Data supplied:
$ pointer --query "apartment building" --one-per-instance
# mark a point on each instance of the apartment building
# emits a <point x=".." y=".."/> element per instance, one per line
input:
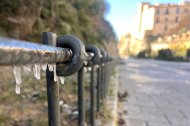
<point x="160" y="19"/>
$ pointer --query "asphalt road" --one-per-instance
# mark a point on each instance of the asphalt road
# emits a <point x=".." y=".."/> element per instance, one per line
<point x="159" y="93"/>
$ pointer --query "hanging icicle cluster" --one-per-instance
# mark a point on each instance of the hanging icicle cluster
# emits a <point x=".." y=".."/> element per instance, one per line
<point x="36" y="69"/>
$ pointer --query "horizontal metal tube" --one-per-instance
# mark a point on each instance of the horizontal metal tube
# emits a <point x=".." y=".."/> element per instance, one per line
<point x="17" y="52"/>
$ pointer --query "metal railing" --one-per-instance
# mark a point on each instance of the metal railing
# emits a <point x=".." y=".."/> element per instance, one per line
<point x="70" y="56"/>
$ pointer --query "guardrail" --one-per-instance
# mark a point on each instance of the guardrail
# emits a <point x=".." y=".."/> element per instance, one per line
<point x="60" y="56"/>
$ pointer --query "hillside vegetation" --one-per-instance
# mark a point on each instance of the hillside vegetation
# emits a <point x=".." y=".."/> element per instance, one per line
<point x="27" y="19"/>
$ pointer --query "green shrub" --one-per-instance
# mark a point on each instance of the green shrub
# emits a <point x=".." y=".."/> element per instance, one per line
<point x="188" y="53"/>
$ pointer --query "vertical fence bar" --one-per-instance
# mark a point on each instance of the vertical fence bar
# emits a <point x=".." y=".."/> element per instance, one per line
<point x="52" y="87"/>
<point x="98" y="88"/>
<point x="92" y="99"/>
<point x="105" y="78"/>
<point x="81" y="118"/>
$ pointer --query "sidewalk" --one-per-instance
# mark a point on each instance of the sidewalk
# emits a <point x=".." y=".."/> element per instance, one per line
<point x="159" y="93"/>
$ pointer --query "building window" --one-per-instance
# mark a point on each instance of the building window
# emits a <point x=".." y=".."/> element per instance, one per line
<point x="157" y="20"/>
<point x="165" y="28"/>
<point x="177" y="10"/>
<point x="167" y="11"/>
<point x="158" y="11"/>
<point x="176" y="19"/>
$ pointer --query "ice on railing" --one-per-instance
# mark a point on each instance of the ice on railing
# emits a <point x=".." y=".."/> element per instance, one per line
<point x="85" y="69"/>
<point x="18" y="79"/>
<point x="37" y="69"/>
<point x="89" y="69"/>
<point x="17" y="70"/>
<point x="27" y="68"/>
<point x="62" y="80"/>
<point x="17" y="89"/>
<point x="44" y="67"/>
<point x="50" y="67"/>
<point x="54" y="72"/>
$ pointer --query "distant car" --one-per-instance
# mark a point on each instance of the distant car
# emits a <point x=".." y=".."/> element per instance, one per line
<point x="121" y="61"/>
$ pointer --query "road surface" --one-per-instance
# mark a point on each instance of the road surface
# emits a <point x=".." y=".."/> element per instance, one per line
<point x="159" y="93"/>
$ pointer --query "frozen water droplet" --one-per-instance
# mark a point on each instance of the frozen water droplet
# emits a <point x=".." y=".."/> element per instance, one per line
<point x="36" y="70"/>
<point x="85" y="62"/>
<point x="85" y="69"/>
<point x="27" y="68"/>
<point x="44" y="67"/>
<point x="17" y="89"/>
<point x="54" y="72"/>
<point x="17" y="74"/>
<point x="89" y="68"/>
<point x="62" y="79"/>
<point x="50" y="66"/>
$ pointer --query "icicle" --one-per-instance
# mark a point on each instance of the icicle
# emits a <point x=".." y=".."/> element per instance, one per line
<point x="36" y="70"/>
<point x="17" y="74"/>
<point x="17" y="89"/>
<point x="50" y="66"/>
<point x="44" y="67"/>
<point x="62" y="79"/>
<point x="96" y="66"/>
<point x="85" y="69"/>
<point x="89" y="68"/>
<point x="54" y="72"/>
<point x="27" y="68"/>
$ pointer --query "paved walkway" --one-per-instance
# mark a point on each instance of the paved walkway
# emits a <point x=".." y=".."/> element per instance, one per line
<point x="159" y="93"/>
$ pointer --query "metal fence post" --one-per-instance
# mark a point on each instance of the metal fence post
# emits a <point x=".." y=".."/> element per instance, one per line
<point x="92" y="99"/>
<point x="98" y="88"/>
<point x="81" y="109"/>
<point x="52" y="87"/>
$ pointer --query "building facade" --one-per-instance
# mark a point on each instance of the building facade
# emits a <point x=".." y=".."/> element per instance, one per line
<point x="160" y="19"/>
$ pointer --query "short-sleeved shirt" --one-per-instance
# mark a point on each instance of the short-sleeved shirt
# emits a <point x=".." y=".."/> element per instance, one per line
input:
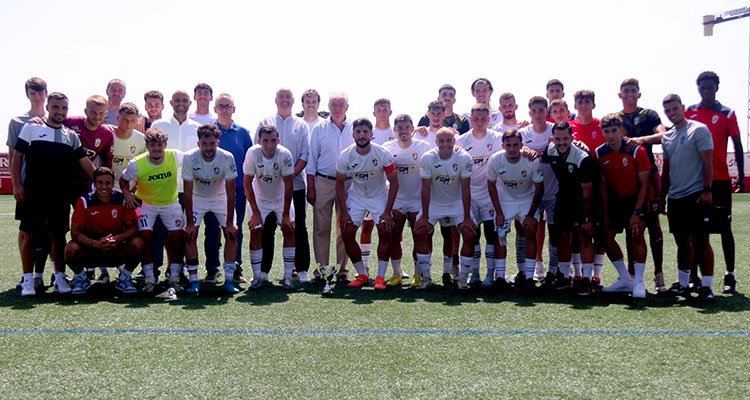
<point x="407" y="161"/>
<point x="722" y="123"/>
<point x="682" y="149"/>
<point x="640" y="123"/>
<point x="97" y="219"/>
<point x="209" y="177"/>
<point x="571" y="171"/>
<point x="269" y="173"/>
<point x="590" y="134"/>
<point x="480" y="151"/>
<point x="237" y="141"/>
<point x="380" y="136"/>
<point x="50" y="154"/>
<point x="621" y="168"/>
<point x="156" y="184"/>
<point x="294" y="134"/>
<point x="125" y="150"/>
<point x="515" y="180"/>
<point x="445" y="175"/>
<point x="538" y="141"/>
<point x="368" y="171"/>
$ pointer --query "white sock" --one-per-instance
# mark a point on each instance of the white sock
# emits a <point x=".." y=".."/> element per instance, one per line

What to work on: Write out each line of the data exactly; the images should be left out.

Right answer:
$ pointer --query "apartment building" --one-per-instance
# mark a point on each instance of the apartment building
# emits a <point x=".." y=".."/> element per instance, one per line
input:
<point x="160" y="19"/>
$ pointer --query "asphalt road" --one-per-instance
# mark a point on each instance of the asphalt road
# emits a <point x=".." y=".."/> element per instance, one per line
<point x="159" y="93"/>
$ pointer --query "hanging icicle cluster" --one-per-instance
# mark a point on each instance of the hanging icicle cluster
# emits a <point x=".." y=".."/> element per instance, one per line
<point x="36" y="69"/>
$ pointer --query "horizontal metal tube" --one-per-instance
# mark a point on each instance of the horizontal metal tube
# emits a <point x=".." y=".."/> element per instance, one per line
<point x="17" y="52"/>
$ pointer --query "metal railing" --one-per-instance
# mark a point on each instance of the metal railing
# emits a <point x=".." y=".."/> element per instance, one per line
<point x="70" y="56"/>
$ pointer --query "guardrail" --one-per-instance
# mark a point on each instance of the guardrail
# emits a <point x=".." y=".."/> element per instance, one per line
<point x="60" y="56"/>
$ pointer --query "hillside vegetation" --one-per-instance
# mark a point on each instance of the hillside vegetation
# emits a <point x=".." y=".."/> element per instance, one per line
<point x="27" y="19"/>
$ pointer --query "green shrub" --one-per-instance
# mark a point on each instance of the green shrub
# emits a <point x=".." y=".."/> element per instance, one per line
<point x="188" y="53"/>
$ pointer --query "vertical fence bar" --one-per-instance
# mark a point on each instance of the vertical fence bar
# emits a <point x=".." y=".."/> element per instance, one per line
<point x="52" y="87"/>
<point x="98" y="88"/>
<point x="92" y="99"/>
<point x="105" y="78"/>
<point x="81" y="118"/>
$ pointer --query "sidewalk" --one-per-instance
# mark a point on each instance of the sidewalk
# emits a <point x=".." y=".."/> element per instance, one per line
<point x="159" y="93"/>
$ pointer --query "building window" --one-per-instance
# mark a point on each instance of the building window
# emits a <point x=".." y=".."/> element per instance, one per line
<point x="157" y="20"/>
<point x="165" y="28"/>
<point x="177" y="10"/>
<point x="167" y="11"/>
<point x="158" y="11"/>
<point x="176" y="19"/>
$ pointer --query "ice on railing" --one-per-instance
# mark a point on each instance of the ice on railing
# emits a <point x=".." y=".."/> element per instance, one per line
<point x="85" y="69"/>
<point x="18" y="79"/>
<point x="37" y="69"/>
<point x="89" y="69"/>
<point x="17" y="70"/>
<point x="27" y="68"/>
<point x="62" y="80"/>
<point x="17" y="89"/>
<point x="44" y="67"/>
<point x="50" y="67"/>
<point x="54" y="72"/>
$ pointer --query "distant car" --one-per-instance
# mark a point on each instance of the distant car
# emits a <point x=".." y=".."/> element per instance, one per line
<point x="121" y="61"/>
$ pointer --query "road surface" --one-per-instance
# mark a point on each instance of the road surface
# emits a <point x=".." y=".."/> element per instance, one per line
<point x="159" y="93"/>
$ pointer --query "frozen water droplet" --one-per-instance
# mark a point on each instance of the frozen water droplet
# emits a <point x=".." y=".."/> element per instance, one per line
<point x="36" y="70"/>
<point x="85" y="62"/>
<point x="85" y="69"/>
<point x="27" y="68"/>
<point x="44" y="67"/>
<point x="17" y="89"/>
<point x="54" y="72"/>
<point x="17" y="74"/>
<point x="89" y="68"/>
<point x="62" y="79"/>
<point x="50" y="66"/>
$ pointer --query "icicle" --one-per-instance
# mark a point on each instance of the icicle
# emits a <point x=".." y=".."/> element per instance, one per line
<point x="36" y="70"/>
<point x="17" y="74"/>
<point x="17" y="89"/>
<point x="50" y="66"/>
<point x="44" y="67"/>
<point x="62" y="79"/>
<point x="96" y="66"/>
<point x="85" y="69"/>
<point x="89" y="68"/>
<point x="54" y="72"/>
<point x="27" y="68"/>
$ pointer --query "paved walkway" --one-per-instance
# mark a point on each instance of the paved walkway
# emits a <point x=".." y=".."/> element per instance, one per line
<point x="159" y="93"/>
$ pointer --query "metal fence post" --one-per-instance
# mark a point on each instance of the metal fence post
# emits a <point x=".." y=".."/> element per instance, one per line
<point x="92" y="99"/>
<point x="98" y="88"/>
<point x="81" y="109"/>
<point x="52" y="87"/>
$ pointer --query "building facade" --one-per-instance
# mark a point on each instance of the building facade
# emits a <point x=".." y=".."/> element per instance, one per line
<point x="160" y="19"/>
$ pointer --query "short-sleeved shirt" --one-per-instance
# mark a point on each instance of the short-sleeved shirt
# emits a <point x=".." y=".."/> element per instance, one per line
input:
<point x="407" y="161"/>
<point x="722" y="123"/>
<point x="682" y="149"/>
<point x="640" y="123"/>
<point x="97" y="219"/>
<point x="209" y="177"/>
<point x="571" y="171"/>
<point x="269" y="173"/>
<point x="590" y="134"/>
<point x="480" y="151"/>
<point x="237" y="141"/>
<point x="380" y="136"/>
<point x="50" y="154"/>
<point x="621" y="168"/>
<point x="156" y="184"/>
<point x="294" y="134"/>
<point x="125" y="150"/>
<point x="515" y="180"/>
<point x="445" y="175"/>
<point x="538" y="141"/>
<point x="368" y="171"/>
$ pointer --query "white sock" --one-per-instance
# mark a point on each instance of the white sock
# emits a <point x=".." y=".."/> element per instance, one per line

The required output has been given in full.